**** MATERIAL FOR THE TASK

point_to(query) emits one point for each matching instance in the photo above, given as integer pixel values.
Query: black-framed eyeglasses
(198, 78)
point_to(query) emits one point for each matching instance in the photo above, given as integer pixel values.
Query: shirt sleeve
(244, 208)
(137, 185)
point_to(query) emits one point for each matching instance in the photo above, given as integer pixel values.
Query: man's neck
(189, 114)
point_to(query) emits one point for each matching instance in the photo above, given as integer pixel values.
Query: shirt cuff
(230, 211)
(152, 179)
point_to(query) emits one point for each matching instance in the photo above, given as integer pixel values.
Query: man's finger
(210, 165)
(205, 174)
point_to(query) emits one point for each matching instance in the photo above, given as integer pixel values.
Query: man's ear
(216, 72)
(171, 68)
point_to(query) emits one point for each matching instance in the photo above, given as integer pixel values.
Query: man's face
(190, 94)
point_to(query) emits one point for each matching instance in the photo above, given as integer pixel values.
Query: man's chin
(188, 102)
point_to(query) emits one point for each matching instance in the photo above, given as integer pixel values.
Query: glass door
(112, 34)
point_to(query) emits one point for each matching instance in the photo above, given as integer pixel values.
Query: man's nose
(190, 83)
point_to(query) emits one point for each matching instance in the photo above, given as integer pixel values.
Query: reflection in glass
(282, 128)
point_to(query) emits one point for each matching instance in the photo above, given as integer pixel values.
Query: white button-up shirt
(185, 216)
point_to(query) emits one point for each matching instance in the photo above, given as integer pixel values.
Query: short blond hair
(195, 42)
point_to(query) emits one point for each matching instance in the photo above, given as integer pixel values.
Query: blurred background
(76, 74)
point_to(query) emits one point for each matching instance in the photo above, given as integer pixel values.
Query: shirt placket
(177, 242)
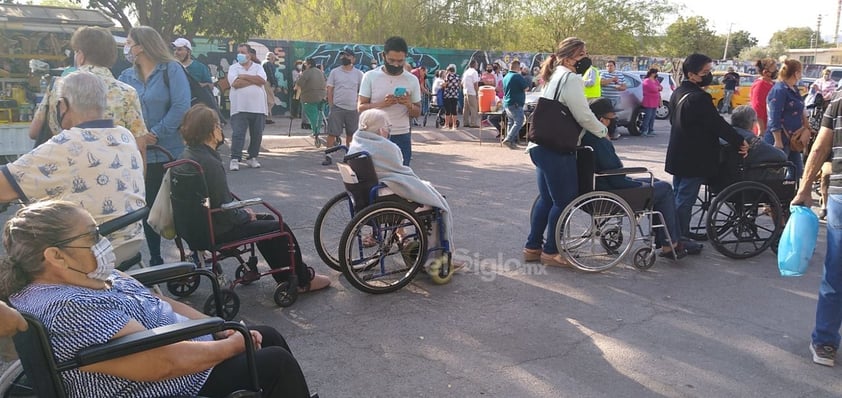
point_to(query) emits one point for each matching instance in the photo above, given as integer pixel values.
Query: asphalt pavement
(704, 326)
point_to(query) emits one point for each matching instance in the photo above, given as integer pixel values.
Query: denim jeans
(515, 115)
(241, 121)
(829, 306)
(686, 192)
(557, 187)
(404, 142)
(648, 121)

********

** TASK PROMPT **
Give back an exact copy of the material above, omitting the pictures.

** ANSWER SPACE **
point_to(query) emits one point for each matching instance in the photo above, given as integer pixel values.
Query: black-framed eyeglasses
(198, 78)
point_to(query) emits one point for each matching instance in the photo above, given as integer pixel values.
Query: shirt sleeve
(244, 208)
(137, 185)
point_to(query) emits one point for each matching instance in the photo above, given as integer pixel values.
Query: man's neck
(189, 114)
point_to(query) emits one point for each matching instance in the photo above, given as integer pixel values.
Query: shirt cuff
(230, 211)
(152, 179)
point_to(query) emits one point for each matching instance in the photo above, given as integer pixel values.
Query: man's finger
(210, 165)
(205, 174)
point_to(query) emits one point for each matching instance in the photo above, given as integer pixel values.
Query: man's ear
(216, 72)
(171, 68)
point_to(query) emits one point for each matching instance in the photo above, given as integer pixel values.
Query: man's face
(190, 94)
point_to(query) emits one point for each matching instance in the photo above, given as integer pixel values.
Query: man's chin
(188, 102)
point_to(query) emits one point for each matching instance in the photo above, given as integer pixel values.
Query: glass door
(112, 34)
point_to(query) emits one point for each matching instance in the photo above, given as integer pixel values.
Query: man's nose
(190, 83)
point_to(query) emits one point for each matching instance in the photo above, given as integer pixel values.
Query: reflection in glass
(282, 128)
point_to(query) emits one point for each matching instance in the photo above, given as integer pixel values.
Query: white button-up shirt
(185, 216)
point_to(query) emits one point for each matching instance in the photo above, given as integer pixel values.
Query: short blond hair
(195, 42)
point_to(query) emits one point for each matching instance in the photo above, given as integer pixel values.
Query: blurred background
(76, 74)
point_to(query) emits one point for each matching instance in the photo above, given as integer pixel values.
Query: shirt placket
(177, 242)
point_to(query) emits one point for each matching instance in the photo above, given as integer pixel values.
Query: asphalt pavement
(704, 326)
point_to(query) emits one point for each matching instance in the photo above, given as integer pixel values.
Query: denim jeans
(515, 115)
(241, 121)
(829, 306)
(686, 192)
(557, 187)
(404, 142)
(648, 121)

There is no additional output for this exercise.